■ REQUIRED ACTION: Line for line, return the data exactly, omitting all pictures.

■ RECORDS TO USE:
+===+

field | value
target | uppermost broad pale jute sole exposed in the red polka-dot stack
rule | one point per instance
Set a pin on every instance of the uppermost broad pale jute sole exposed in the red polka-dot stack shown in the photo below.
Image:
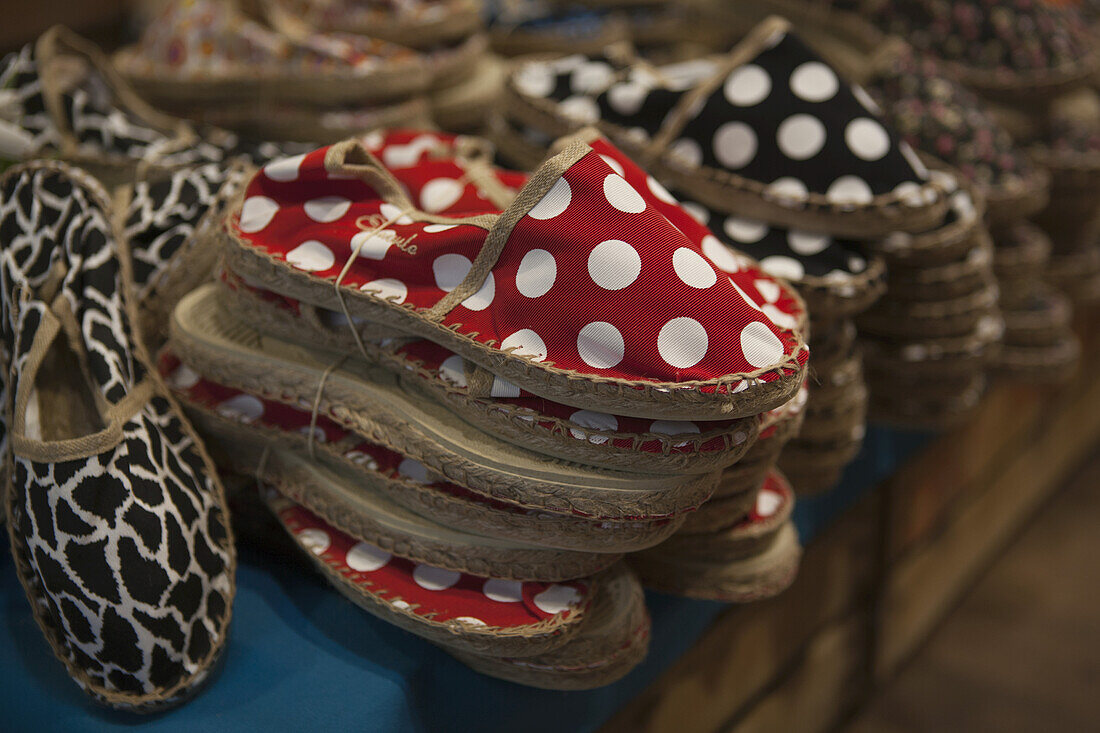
(373, 404)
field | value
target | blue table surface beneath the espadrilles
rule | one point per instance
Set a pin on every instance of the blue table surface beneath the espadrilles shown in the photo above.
(302, 658)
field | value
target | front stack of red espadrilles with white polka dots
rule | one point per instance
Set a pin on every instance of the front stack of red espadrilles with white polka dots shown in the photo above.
(467, 450)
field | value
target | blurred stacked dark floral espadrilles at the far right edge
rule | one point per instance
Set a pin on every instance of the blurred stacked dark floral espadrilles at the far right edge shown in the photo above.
(1051, 67)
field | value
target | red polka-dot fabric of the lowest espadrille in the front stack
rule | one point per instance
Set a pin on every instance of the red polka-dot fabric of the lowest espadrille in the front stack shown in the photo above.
(428, 592)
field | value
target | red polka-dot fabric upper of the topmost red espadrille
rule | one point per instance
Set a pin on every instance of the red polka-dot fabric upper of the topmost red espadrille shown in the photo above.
(595, 279)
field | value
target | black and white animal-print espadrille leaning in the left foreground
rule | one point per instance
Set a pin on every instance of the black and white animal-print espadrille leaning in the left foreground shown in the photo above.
(117, 521)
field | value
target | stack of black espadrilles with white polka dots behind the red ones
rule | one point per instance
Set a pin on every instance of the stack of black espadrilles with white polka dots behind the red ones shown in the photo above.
(785, 161)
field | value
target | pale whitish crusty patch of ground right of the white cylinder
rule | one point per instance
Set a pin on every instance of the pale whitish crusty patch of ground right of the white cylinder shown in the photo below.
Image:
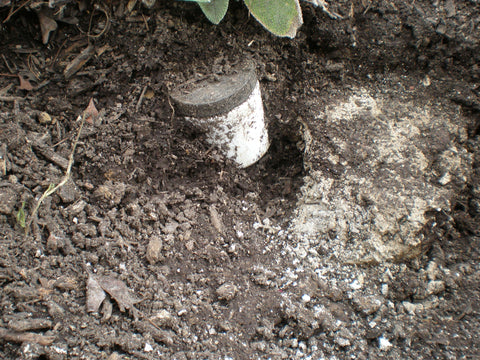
(376, 167)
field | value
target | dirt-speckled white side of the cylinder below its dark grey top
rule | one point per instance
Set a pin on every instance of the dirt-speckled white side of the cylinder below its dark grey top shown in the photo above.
(241, 133)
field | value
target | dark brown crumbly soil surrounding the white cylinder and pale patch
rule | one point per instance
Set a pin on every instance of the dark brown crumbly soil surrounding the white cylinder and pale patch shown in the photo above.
(190, 249)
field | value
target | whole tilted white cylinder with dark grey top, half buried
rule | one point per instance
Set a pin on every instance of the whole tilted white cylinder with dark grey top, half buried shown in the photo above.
(230, 111)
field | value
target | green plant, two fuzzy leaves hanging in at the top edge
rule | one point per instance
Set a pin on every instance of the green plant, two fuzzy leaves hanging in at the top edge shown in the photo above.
(280, 17)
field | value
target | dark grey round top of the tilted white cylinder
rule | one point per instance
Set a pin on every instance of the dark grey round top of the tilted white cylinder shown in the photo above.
(204, 98)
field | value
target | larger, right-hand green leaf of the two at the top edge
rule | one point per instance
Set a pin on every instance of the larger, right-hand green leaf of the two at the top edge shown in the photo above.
(280, 17)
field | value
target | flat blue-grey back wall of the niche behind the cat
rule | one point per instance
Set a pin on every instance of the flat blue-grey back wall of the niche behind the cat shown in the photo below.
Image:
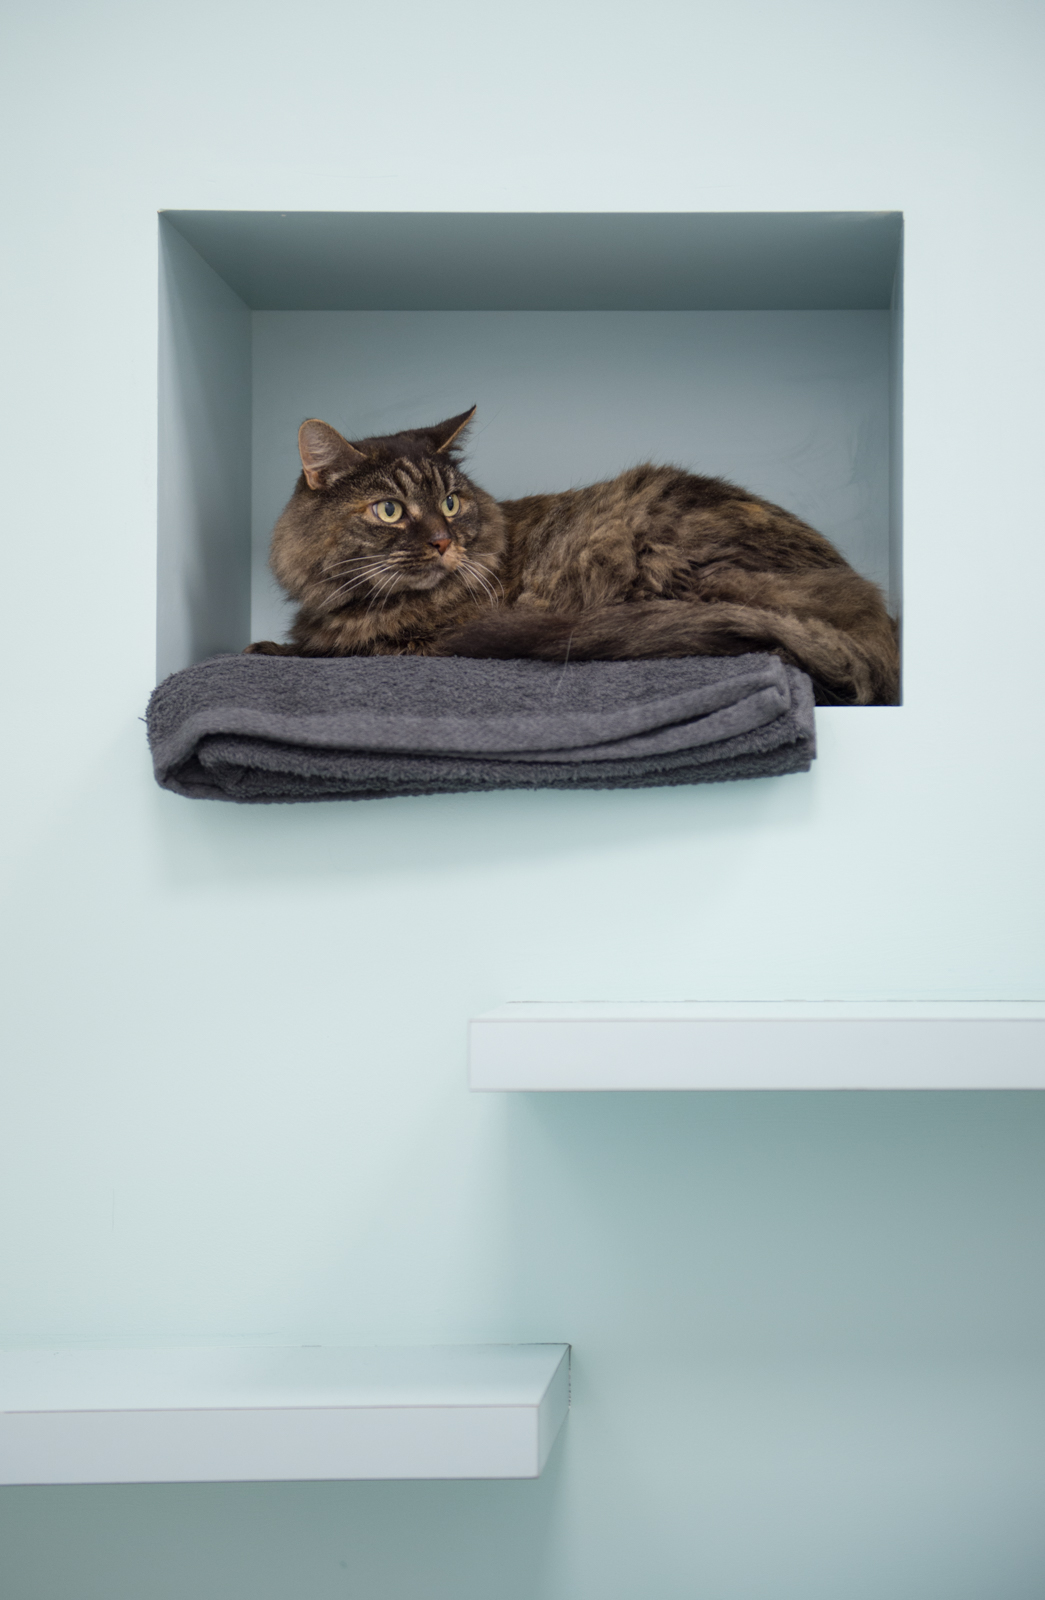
(795, 406)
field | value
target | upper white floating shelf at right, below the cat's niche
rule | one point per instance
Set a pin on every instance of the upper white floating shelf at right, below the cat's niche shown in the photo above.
(795, 1046)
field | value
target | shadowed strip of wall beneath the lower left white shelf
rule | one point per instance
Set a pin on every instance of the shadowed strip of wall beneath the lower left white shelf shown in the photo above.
(282, 1542)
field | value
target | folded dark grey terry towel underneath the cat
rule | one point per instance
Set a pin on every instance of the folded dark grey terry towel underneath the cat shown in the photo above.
(266, 729)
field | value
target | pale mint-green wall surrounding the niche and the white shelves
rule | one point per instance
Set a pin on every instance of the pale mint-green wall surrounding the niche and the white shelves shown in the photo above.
(809, 1332)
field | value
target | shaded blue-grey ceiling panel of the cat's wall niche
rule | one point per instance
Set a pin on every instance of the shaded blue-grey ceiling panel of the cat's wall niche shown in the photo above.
(550, 260)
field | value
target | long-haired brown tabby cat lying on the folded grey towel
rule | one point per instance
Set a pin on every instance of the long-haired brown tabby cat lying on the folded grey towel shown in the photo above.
(390, 550)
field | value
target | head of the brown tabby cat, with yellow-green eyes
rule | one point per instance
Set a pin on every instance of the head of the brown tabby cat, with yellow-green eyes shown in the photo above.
(380, 518)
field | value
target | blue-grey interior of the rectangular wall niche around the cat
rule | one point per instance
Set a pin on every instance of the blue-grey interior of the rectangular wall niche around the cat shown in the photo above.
(758, 346)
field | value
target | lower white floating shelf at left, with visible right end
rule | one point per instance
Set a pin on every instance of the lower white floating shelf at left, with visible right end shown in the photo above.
(236, 1415)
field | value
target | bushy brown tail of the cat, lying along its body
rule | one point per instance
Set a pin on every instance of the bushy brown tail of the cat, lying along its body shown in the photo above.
(847, 670)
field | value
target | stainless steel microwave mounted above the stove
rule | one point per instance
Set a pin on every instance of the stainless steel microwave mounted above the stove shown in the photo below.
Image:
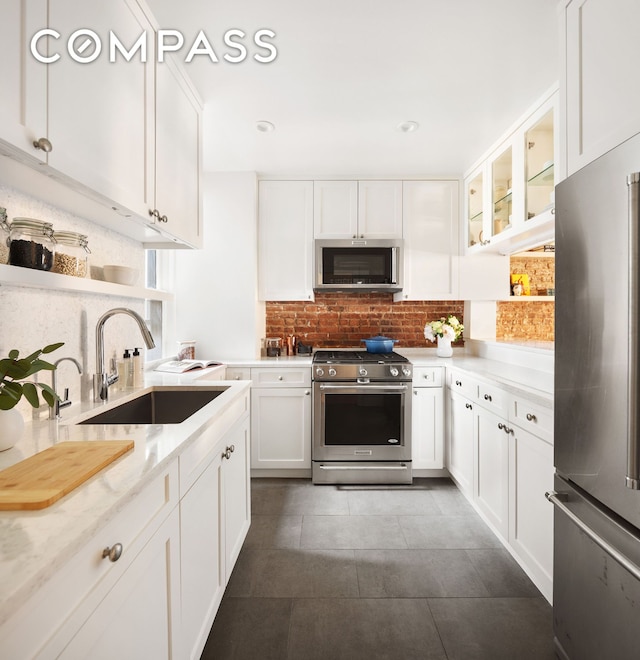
(358, 265)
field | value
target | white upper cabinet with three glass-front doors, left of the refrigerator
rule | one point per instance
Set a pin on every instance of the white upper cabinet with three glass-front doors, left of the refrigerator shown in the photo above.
(508, 194)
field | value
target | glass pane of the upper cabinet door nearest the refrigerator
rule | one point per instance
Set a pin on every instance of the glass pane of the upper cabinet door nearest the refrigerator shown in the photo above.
(539, 166)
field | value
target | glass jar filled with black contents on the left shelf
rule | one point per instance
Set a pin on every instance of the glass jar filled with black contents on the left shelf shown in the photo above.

+===+

■ RESPONSE TO THIS TASK:
field | value
target | uppermost broad pale jute sole exposed in the red polka-dot stack
rule | one point per instance
Set a pin on every instance of the uppermost broad pale jute sole exposed in the red polka-dot stack shown in the photo below.
Image:
(373, 404)
field | value
target | blue table surface beneath the espadrilles
rule | one point per instance
Set a pin on every instance of the blue table surface beneath the espadrilles shown in the photo above.
(302, 658)
field | value
target | front stack of red espadrilles with white polka dots
rule | one point per instance
Set a pin on every instance of the front stack of red espadrilles with white polka dots shown in the photo above.
(467, 450)
field | value
target | blurred stacked dark floral espadrilles at the far right edge
rule | one point per instance
Set a pin on every instance of the blurred stacked dark floral espadrilles at the far right edge shown in the photo above.
(1051, 67)
field | value
target | red polka-dot fabric of the lowest espadrille in the front stack
rule | one point per instance
Set a pin on every instance of the red polka-dot fabric of the lowest espadrille in the front stack shown in the photo above.
(428, 592)
field | value
target | red polka-dot fabric upper of the topmost red espadrille
rule | one point per instance
Set a pin on every instance of the red polka-dot fabric upper of the topmost red espadrille shown in the photo above.
(595, 279)
field | value
target | black and white animal-print espadrille leaning in the left foreground
rule | one point per instance
Set a pin on every instance of the black and white animal-print espadrille leaning in the left foreground shown in the photo above.
(117, 521)
field | value
target | stack of black espadrilles with white polka dots behind the red ones
rule | one point per instance
Set a pin on every instance of the stack of black espadrilles with white polka dots behind the red ones shown in the photo above.
(785, 161)
field | value
target | pale whitish crusty patch of ground right of the white cylinder
rule | one point per instance
Set a pin on every instance of the pale whitish crusty patch of ground right of the white cylinder shown in the photo below.
Image:
(376, 167)
field | value
target | dirt-speckled white side of the cylinder below its dark grey top
rule | one point per instance
Set a pin on every instance of the dirt-speckled white side of the cylinder below its dark grey top shown in the photo above.
(241, 133)
field | value
target | dark brown crumbly soil surrounding the white cylinder and pale patch
rule | one point per instance
Set a pin on every instance of the dark brown crumbly soil surrounding the white cylinder and pale patch shown in the photo above.
(190, 249)
field | value
target | whole tilted white cylinder with dark grey top, half buried
rule | one point per instance
Set a pin on every instance of the whole tilted white cylinder with dark grey top, half buried shown in the photo above.
(230, 111)
field | value
target | green plant, two fuzzy leaves hanging in at the top edge
rule | one point per instance
Set a pin on every instance of the green plant, two fuzzy leaves hanging in at the top edge shown in the photo above.
(280, 17)
field | value
target | dark grey round top of the tilted white cylinder
rule | one point per instance
Set a pin on every instance of the dark grey round top of the tilted white cylinder shown in the photo above.
(204, 98)
field | value
target | larger, right-hand green leaf of the two at the top edge
rule | one point per instance
Set a pin on every instance of the larger, right-hand green leaf of the two at the top edge shown in the photo above.
(280, 17)
field | value
target | flat blue-grey back wall of the niche behind the cat
rule | one point per instance
Set a pin on every instance of the flat blue-grey back wall of the niche behind the cat shown in the photo below.
Image:
(795, 406)
field | value
target | upper white floating shelf at right, below the cat's niche
rule | one point per instance
Set a pin on every instance of the upper white floating shelf at right, below the cat's niche shown in the photo above.
(795, 1046)
field | value
target | shadowed strip of wall beneath the lower left white shelf
rule | one point per instance
Set a pin on every instance of the shadowed strip of wall beneath the lower left white shelf shown in the photo above.
(282, 1542)
field | value
target | folded dark grey terry towel underneath the cat
rule | one point per instance
Set a pin on every instance of the folded dark grey terry towel underneath the cat shown in the photo above.
(266, 729)
field | value
target | pale mint-green wall surrounding the niche and the white shelves
rule | one point per instance
Set a pin on every instance of the pale mint-green wall surrounding the niche and the white shelves shown in the photo above.
(809, 1332)
field | value
target | shaded blue-grey ceiling panel of the cat's wall niche
rule | one point per instance
Set a pin on every instance of the shaded blue-grey ceiling panel of the cat's wall niche shown in the photo above.
(550, 260)
field | value
target | long-haired brown tabby cat lying on the folded grey towel
rule | one point per instance
Set a pin on every instance of the long-haired brown tabby cat lying on the folded grey towel shown in the photo above.
(390, 550)
field | value
target | head of the brown tabby cat, with yellow-green eyes
rule | one point per instance
Set a pin on every instance of the head of the brown tabby cat, with yellow-green eyes shown in the photo above.
(380, 518)
field | value
target | blue-grey interior of the rectangular wall niche around the cat
rule | one point per instance
Set a pin on every instance of the blue-grey interior of the rectangular wall niche around the cat shown in the photo above.
(758, 346)
field | value
target | lower white floating shelf at left, with visible right end
rule | one point per instance
Set a pin on every instance of the lower white floating shelf at left, with visible right end shown in the photo above.
(236, 1415)
field | value
target | bushy brown tail of the cat, lying along its body
rule | one point per instance
Set a pin on every instance of the bushy brown tail of the cat, lying along its body shown in the photo above.
(847, 670)
field | value
target | stainless steel microwave mounted above the stove
rule | one point per instance
Set a pin on every instance of the stainless steel microwave mounted above the stove shown in the photo below.
Image:
(358, 265)
field | value
target | white upper cabinet with three glass-front doors, left of the refrigerator
rule | one point per instance
Set a pin on every instance of the white upper cabinet with three glass-front doors, left of the refrigerator shown in the photo above.
(508, 194)
field | value
target | glass pane of the upper cabinet door nearest the refrigerator
rule | one point per instance
Set a pin on every instance of the glass pane of the upper cabinet door nearest the refrigerator shown in the photo above.
(539, 166)
field | value
target | glass jar filled with black contents on the left shelf
rule | one point per instance
Set a pin on every instance of the glass jar filled with black contents on the left shelf shown in the photo above.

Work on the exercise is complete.